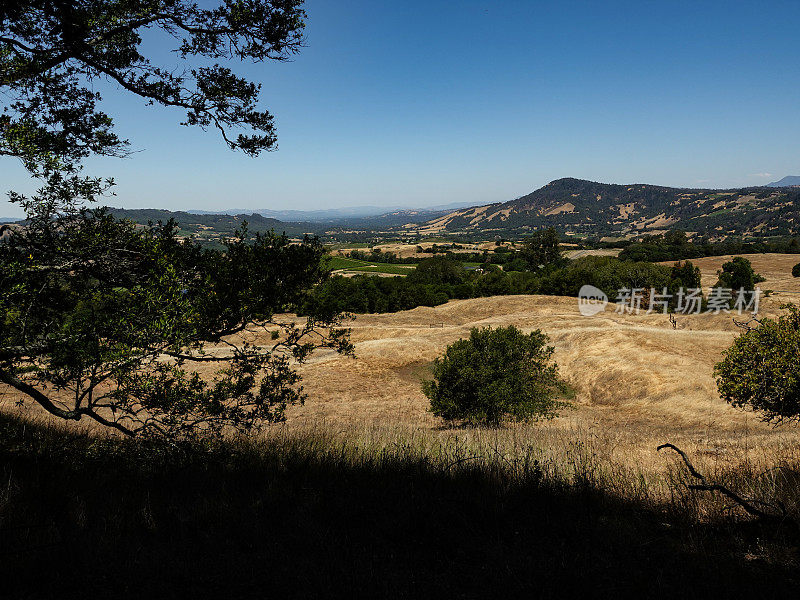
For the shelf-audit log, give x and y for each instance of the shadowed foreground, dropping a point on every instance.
(313, 514)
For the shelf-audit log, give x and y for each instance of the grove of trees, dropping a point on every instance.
(109, 321)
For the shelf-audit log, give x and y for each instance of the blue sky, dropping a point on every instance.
(418, 103)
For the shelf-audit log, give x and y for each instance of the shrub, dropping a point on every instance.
(738, 274)
(493, 374)
(761, 370)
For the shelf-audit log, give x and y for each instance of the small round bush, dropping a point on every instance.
(761, 370)
(493, 374)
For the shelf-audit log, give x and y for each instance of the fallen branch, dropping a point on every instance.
(703, 485)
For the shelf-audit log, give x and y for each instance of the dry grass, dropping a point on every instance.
(639, 383)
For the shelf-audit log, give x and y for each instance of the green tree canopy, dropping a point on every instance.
(761, 370)
(542, 249)
(110, 321)
(495, 373)
(738, 274)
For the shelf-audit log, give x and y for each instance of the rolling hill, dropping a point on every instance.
(589, 208)
(211, 226)
(788, 181)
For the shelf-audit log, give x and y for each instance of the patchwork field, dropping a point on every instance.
(638, 381)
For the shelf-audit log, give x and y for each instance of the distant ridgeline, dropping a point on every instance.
(588, 208)
(211, 226)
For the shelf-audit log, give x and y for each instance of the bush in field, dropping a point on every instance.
(762, 369)
(493, 374)
(738, 274)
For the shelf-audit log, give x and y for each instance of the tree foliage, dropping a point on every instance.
(738, 274)
(542, 249)
(110, 322)
(761, 370)
(493, 374)
(127, 325)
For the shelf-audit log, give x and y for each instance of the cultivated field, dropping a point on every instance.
(638, 381)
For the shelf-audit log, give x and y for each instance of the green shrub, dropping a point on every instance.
(738, 274)
(761, 370)
(495, 373)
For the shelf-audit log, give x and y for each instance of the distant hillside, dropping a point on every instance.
(788, 181)
(590, 208)
(347, 214)
(211, 226)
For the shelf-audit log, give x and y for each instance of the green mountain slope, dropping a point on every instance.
(591, 208)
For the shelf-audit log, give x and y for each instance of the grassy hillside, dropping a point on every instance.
(381, 514)
(590, 208)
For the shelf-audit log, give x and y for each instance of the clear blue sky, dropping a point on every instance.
(422, 102)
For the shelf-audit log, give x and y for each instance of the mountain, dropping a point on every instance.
(211, 227)
(332, 215)
(788, 181)
(581, 207)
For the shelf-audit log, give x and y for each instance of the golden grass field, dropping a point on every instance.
(638, 381)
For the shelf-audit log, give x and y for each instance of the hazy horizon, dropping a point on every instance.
(417, 104)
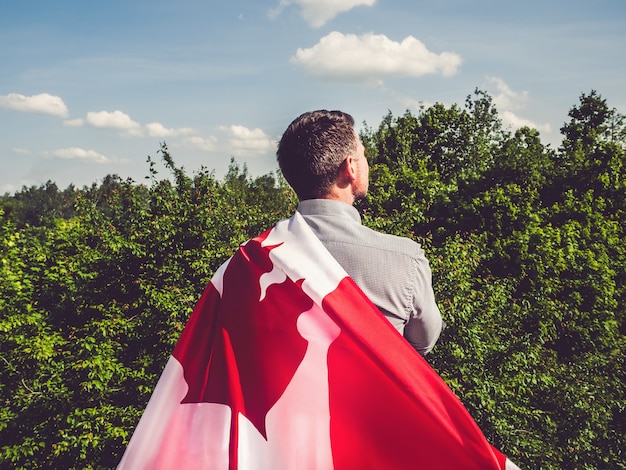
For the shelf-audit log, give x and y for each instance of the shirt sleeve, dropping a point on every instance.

○ ○ ○ ○

[Description of the task] For each line above, output its wording exactly and leave out any picture.

[Solved problem]
For the shelf-audit log, give x and y for each instance of the shadowed foreground, dropping a point on every instance.
(313, 514)
For the shelf-audit log, give x and y for each instance of the grove of trees, dropping a point on every instance.
(109, 321)
For the shelf-audit log, give x and y for each instance of the blue sky, dropping a point on every instance.
(418, 103)
For the shelf-audit log, give x and y for each instance of the shrub, dropping a point on every instance.
(738, 274)
(493, 374)
(761, 370)
For the shelf-audit log, give x and y for each instance of the small round bush, dropping a point on every instance.
(761, 370)
(493, 374)
For the shelf-audit log, give x and y for each instance of the fallen branch, dropping a point on every instance.
(703, 485)
For the shelf-audit log, give x and y for each instance of the dry grass, dropping a point on every instance.
(639, 383)
For the shelf-audit log, give x and y for each instance of the green tree canopy, dropping a point on every instance.
(761, 370)
(542, 249)
(110, 321)
(495, 373)
(738, 274)
For the shelf-audit log, give x and y for each instance of the rolling hill, dropping a point on every instance.
(589, 208)
(211, 226)
(788, 181)
For the shelf-audit log, give x and y for each instance of the patchwork field, dropping a point on every instance.
(638, 381)
For the shelf-audit log, give x and y for each instance of the distant ridgeline, dropping a point on every instance.
(588, 208)
(211, 226)
For the shelf-audit log, give x and y for each instance of the bush in field, dropping a point on every instance.
(762, 369)
(493, 374)
(738, 274)
For the shelf-audit log, give x and y for each instance of the tree foliage, dropping a point on every instance.
(738, 274)
(542, 249)
(110, 322)
(761, 370)
(493, 374)
(127, 325)
For the shelf-audit log, give x and y for each instance of the cultivated field, dropping a point on every instance.
(638, 381)
For the shelf-audit log, give x and y for each instance of the green shrub, dropping a point on every instance.
(738, 274)
(761, 370)
(495, 373)
For the shelf-audit log, give x and y for each instance of the distant hillside, dropping a point on every instance.
(788, 181)
(590, 208)
(347, 214)
(211, 226)
For the shelf-audit log, give x and y for each instance of the green mountain slope, dropping a point on every instance.
(591, 208)
For the shelf-audit log, give x and y for each instance of the grassy hillside, dropping a point on every instance.
(381, 514)
(590, 208)
For the shelf-audit log, give x and y for each instance of the clear blue sky, dropping a point on every instance.
(422, 102)
For the shelf-audit log, give x and y for each instance of the mountain, dropping a point on every instance.
(211, 227)
(332, 215)
(788, 181)
(581, 207)
For the shelf-audit log, give x and y for each instance of the golden grass field, dropping a point on every instance.
(638, 381)
For the shelf-audit log, give x and y for each instance of the hazy horizon, dropping a point on every instance.
(417, 104)
For the shelf-audit log, give x and y for each instance of the shirt sleeve, dropping a point on every instance.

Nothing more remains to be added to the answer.